++++ Dataset extract ++++

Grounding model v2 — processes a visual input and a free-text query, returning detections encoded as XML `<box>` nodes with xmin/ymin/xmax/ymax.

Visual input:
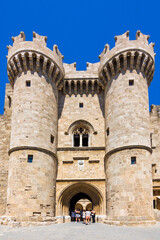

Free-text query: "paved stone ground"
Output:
<box><xmin>0</xmin><ymin>222</ymin><xmax>160</xmax><ymax>240</ymax></box>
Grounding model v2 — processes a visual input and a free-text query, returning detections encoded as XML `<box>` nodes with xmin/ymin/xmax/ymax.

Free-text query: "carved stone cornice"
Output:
<box><xmin>99</xmin><ymin>31</ymin><xmax>155</xmax><ymax>86</ymax></box>
<box><xmin>7</xmin><ymin>32</ymin><xmax>64</xmax><ymax>86</ymax></box>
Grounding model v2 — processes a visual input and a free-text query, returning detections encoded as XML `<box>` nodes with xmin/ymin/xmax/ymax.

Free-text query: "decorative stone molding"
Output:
<box><xmin>7</xmin><ymin>32</ymin><xmax>64</xmax><ymax>87</ymax></box>
<box><xmin>62</xmin><ymin>78</ymin><xmax>104</xmax><ymax>96</ymax></box>
<box><xmin>99</xmin><ymin>31</ymin><xmax>155</xmax><ymax>86</ymax></box>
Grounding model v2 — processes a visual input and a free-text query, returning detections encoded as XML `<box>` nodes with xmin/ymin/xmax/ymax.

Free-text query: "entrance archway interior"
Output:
<box><xmin>56</xmin><ymin>182</ymin><xmax>104</xmax><ymax>216</ymax></box>
<box><xmin>69</xmin><ymin>192</ymin><xmax>93</xmax><ymax>215</ymax></box>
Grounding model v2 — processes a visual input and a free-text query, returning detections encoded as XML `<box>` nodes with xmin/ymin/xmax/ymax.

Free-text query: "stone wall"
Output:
<box><xmin>0</xmin><ymin>84</ymin><xmax>13</xmax><ymax>216</ymax></box>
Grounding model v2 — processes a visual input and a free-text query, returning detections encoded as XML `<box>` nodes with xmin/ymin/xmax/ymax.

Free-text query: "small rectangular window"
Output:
<box><xmin>79</xmin><ymin>103</ymin><xmax>83</xmax><ymax>108</ymax></box>
<box><xmin>131</xmin><ymin>157</ymin><xmax>136</xmax><ymax>164</ymax></box>
<box><xmin>28</xmin><ymin>155</ymin><xmax>33</xmax><ymax>163</ymax></box>
<box><xmin>51</xmin><ymin>135</ymin><xmax>54</xmax><ymax>143</ymax></box>
<box><xmin>129</xmin><ymin>79</ymin><xmax>134</xmax><ymax>86</ymax></box>
<box><xmin>106</xmin><ymin>128</ymin><xmax>109</xmax><ymax>136</ymax></box>
<box><xmin>26</xmin><ymin>81</ymin><xmax>31</xmax><ymax>87</ymax></box>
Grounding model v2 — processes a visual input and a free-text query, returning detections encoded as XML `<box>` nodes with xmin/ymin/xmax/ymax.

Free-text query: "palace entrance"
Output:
<box><xmin>56</xmin><ymin>182</ymin><xmax>104</xmax><ymax>216</ymax></box>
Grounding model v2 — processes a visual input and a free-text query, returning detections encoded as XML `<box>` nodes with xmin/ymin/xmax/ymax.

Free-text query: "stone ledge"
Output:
<box><xmin>103</xmin><ymin>220</ymin><xmax>156</xmax><ymax>227</ymax></box>
<box><xmin>57</xmin><ymin>147</ymin><xmax>105</xmax><ymax>151</ymax></box>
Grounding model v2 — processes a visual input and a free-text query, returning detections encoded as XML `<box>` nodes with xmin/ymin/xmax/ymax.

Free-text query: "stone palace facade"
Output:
<box><xmin>0</xmin><ymin>31</ymin><xmax>160</xmax><ymax>225</ymax></box>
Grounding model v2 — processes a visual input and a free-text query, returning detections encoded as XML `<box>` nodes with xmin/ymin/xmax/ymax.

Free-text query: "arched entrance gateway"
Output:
<box><xmin>56</xmin><ymin>182</ymin><xmax>104</xmax><ymax>221</ymax></box>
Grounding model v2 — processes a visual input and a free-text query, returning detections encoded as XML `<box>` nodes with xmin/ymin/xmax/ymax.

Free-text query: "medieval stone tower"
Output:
<box><xmin>0</xmin><ymin>31</ymin><xmax>160</xmax><ymax>225</ymax></box>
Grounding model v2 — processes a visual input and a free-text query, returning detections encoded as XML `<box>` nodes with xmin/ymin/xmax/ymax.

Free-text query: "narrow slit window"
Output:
<box><xmin>129</xmin><ymin>79</ymin><xmax>134</xmax><ymax>86</ymax></box>
<box><xmin>26</xmin><ymin>81</ymin><xmax>31</xmax><ymax>87</ymax></box>
<box><xmin>50</xmin><ymin>135</ymin><xmax>54</xmax><ymax>144</ymax></box>
<box><xmin>82</xmin><ymin>134</ymin><xmax>88</xmax><ymax>147</ymax></box>
<box><xmin>106</xmin><ymin>128</ymin><xmax>109</xmax><ymax>136</ymax></box>
<box><xmin>74</xmin><ymin>134</ymin><xmax>80</xmax><ymax>147</ymax></box>
<box><xmin>28</xmin><ymin>155</ymin><xmax>33</xmax><ymax>163</ymax></box>
<box><xmin>79</xmin><ymin>103</ymin><xmax>83</xmax><ymax>108</ymax></box>
<box><xmin>131</xmin><ymin>157</ymin><xmax>136</xmax><ymax>164</ymax></box>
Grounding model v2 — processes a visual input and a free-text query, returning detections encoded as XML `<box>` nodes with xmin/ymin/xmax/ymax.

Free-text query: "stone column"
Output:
<box><xmin>7</xmin><ymin>33</ymin><xmax>64</xmax><ymax>222</ymax></box>
<box><xmin>99</xmin><ymin>32</ymin><xmax>154</xmax><ymax>225</ymax></box>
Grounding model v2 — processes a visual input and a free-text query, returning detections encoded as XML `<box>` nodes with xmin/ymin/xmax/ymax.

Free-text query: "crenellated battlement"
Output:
<box><xmin>99</xmin><ymin>31</ymin><xmax>155</xmax><ymax>85</ymax></box>
<box><xmin>7</xmin><ymin>32</ymin><xmax>64</xmax><ymax>86</ymax></box>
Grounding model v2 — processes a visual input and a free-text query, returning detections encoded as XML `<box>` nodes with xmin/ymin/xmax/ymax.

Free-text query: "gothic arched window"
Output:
<box><xmin>73</xmin><ymin>127</ymin><xmax>89</xmax><ymax>147</ymax></box>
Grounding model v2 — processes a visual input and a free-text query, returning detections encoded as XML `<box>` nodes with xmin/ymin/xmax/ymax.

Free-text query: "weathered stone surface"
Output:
<box><xmin>0</xmin><ymin>31</ymin><xmax>160</xmax><ymax>226</ymax></box>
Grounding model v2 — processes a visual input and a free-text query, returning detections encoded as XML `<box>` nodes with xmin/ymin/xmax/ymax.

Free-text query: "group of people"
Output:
<box><xmin>71</xmin><ymin>208</ymin><xmax>96</xmax><ymax>225</ymax></box>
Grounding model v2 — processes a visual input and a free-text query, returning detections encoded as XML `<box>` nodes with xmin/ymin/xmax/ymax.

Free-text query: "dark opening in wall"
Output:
<box><xmin>7</xmin><ymin>96</ymin><xmax>12</xmax><ymax>108</ymax></box>
<box><xmin>129</xmin><ymin>79</ymin><xmax>134</xmax><ymax>86</ymax></box>
<box><xmin>153</xmin><ymin>200</ymin><xmax>156</xmax><ymax>209</ymax></box>
<box><xmin>26</xmin><ymin>80</ymin><xmax>31</xmax><ymax>87</ymax></box>
<box><xmin>50</xmin><ymin>134</ymin><xmax>54</xmax><ymax>143</ymax></box>
<box><xmin>131</xmin><ymin>157</ymin><xmax>136</xmax><ymax>164</ymax></box>
<box><xmin>73</xmin><ymin>134</ymin><xmax>80</xmax><ymax>147</ymax></box>
<box><xmin>106</xmin><ymin>128</ymin><xmax>109</xmax><ymax>136</ymax></box>
<box><xmin>28</xmin><ymin>155</ymin><xmax>33</xmax><ymax>163</ymax></box>
<box><xmin>82</xmin><ymin>134</ymin><xmax>88</xmax><ymax>147</ymax></box>
<box><xmin>79</xmin><ymin>103</ymin><xmax>83</xmax><ymax>108</ymax></box>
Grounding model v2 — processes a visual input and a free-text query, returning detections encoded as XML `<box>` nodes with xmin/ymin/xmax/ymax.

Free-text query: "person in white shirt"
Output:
<box><xmin>86</xmin><ymin>210</ymin><xmax>91</xmax><ymax>225</ymax></box>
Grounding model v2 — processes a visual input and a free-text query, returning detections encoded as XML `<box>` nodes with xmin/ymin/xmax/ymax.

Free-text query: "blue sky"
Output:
<box><xmin>0</xmin><ymin>0</ymin><xmax>160</xmax><ymax>114</ymax></box>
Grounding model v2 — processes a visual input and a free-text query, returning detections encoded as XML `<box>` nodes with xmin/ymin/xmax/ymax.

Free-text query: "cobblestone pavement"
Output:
<box><xmin>0</xmin><ymin>222</ymin><xmax>160</xmax><ymax>240</ymax></box>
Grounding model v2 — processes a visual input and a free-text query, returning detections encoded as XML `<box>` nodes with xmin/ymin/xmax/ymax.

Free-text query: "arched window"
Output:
<box><xmin>73</xmin><ymin>126</ymin><xmax>89</xmax><ymax>147</ymax></box>
<box><xmin>65</xmin><ymin>119</ymin><xmax>97</xmax><ymax>147</ymax></box>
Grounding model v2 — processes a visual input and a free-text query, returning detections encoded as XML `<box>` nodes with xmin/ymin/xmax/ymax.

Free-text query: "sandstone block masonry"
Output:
<box><xmin>0</xmin><ymin>31</ymin><xmax>160</xmax><ymax>225</ymax></box>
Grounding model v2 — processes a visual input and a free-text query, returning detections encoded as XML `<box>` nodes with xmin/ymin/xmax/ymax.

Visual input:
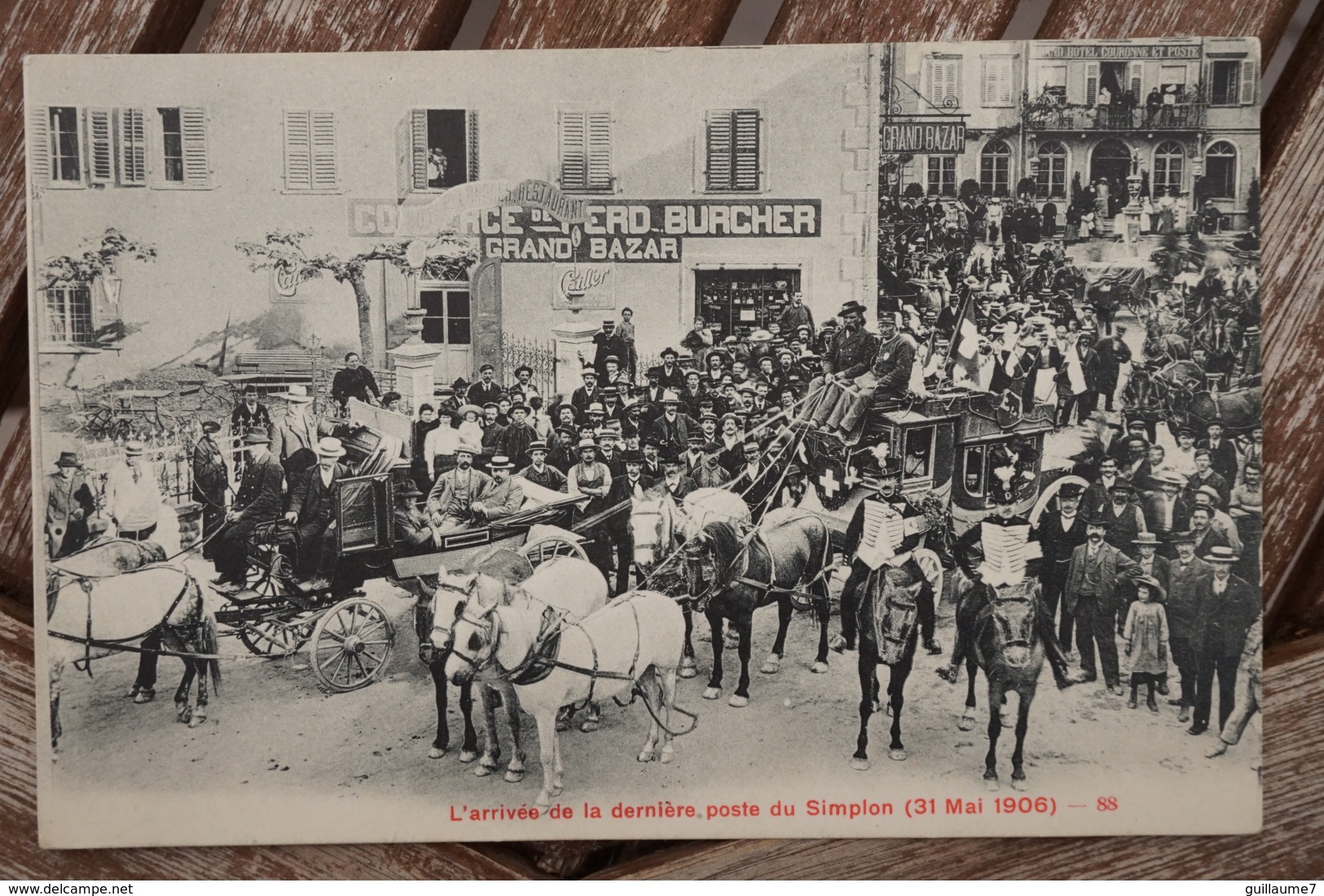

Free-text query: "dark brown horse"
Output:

++++

**To be done**
How many lines of the data above contain the word "wall"? Tally them and reply with the number only.

**Response for this exercise**
2